» **Datos sin procesar**
━━━━━━

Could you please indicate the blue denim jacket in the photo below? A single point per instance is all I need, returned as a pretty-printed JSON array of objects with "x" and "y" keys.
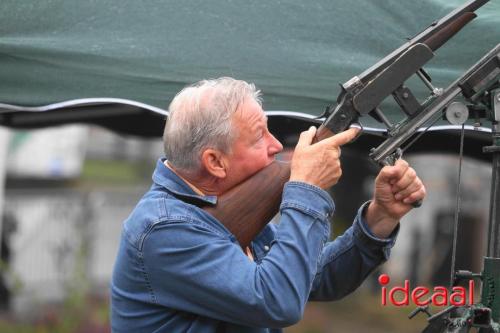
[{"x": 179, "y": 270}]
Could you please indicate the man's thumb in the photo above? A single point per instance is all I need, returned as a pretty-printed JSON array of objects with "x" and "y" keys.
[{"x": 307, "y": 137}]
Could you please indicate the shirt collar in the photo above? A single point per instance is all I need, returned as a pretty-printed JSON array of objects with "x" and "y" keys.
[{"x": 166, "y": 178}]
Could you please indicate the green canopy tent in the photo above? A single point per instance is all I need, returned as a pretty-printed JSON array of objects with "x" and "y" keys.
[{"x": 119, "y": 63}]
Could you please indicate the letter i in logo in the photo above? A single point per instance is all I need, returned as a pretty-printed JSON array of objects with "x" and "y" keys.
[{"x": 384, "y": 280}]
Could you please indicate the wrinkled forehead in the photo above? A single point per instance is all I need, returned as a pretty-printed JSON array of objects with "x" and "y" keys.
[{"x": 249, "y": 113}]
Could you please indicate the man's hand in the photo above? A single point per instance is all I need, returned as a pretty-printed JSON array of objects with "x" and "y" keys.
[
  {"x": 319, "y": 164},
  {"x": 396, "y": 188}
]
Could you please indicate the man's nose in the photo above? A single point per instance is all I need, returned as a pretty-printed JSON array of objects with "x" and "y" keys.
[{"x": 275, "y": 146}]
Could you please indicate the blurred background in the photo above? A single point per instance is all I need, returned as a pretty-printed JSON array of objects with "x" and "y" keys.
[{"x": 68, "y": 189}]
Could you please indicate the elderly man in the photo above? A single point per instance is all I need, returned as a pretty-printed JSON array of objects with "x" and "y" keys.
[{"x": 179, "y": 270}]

━━━━━━

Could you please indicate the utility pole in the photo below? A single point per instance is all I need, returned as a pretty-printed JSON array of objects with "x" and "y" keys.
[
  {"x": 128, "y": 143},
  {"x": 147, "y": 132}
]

━━━━━━

» **Descripción del problema**
Devuelve cada línea del material en la que figure la palabra "below".

» **Salida completa**
Could you please indicate the blue denim jacket in the photo below? A single point per instance is all I need, returned as a pretty-printed JSON array of objects with "x" and "y" keys.
Could you please indicate the utility pole in the photo below? A single point per instance is all I need, returned as a pretty-printed JSON array of objects with "x" and "y" keys.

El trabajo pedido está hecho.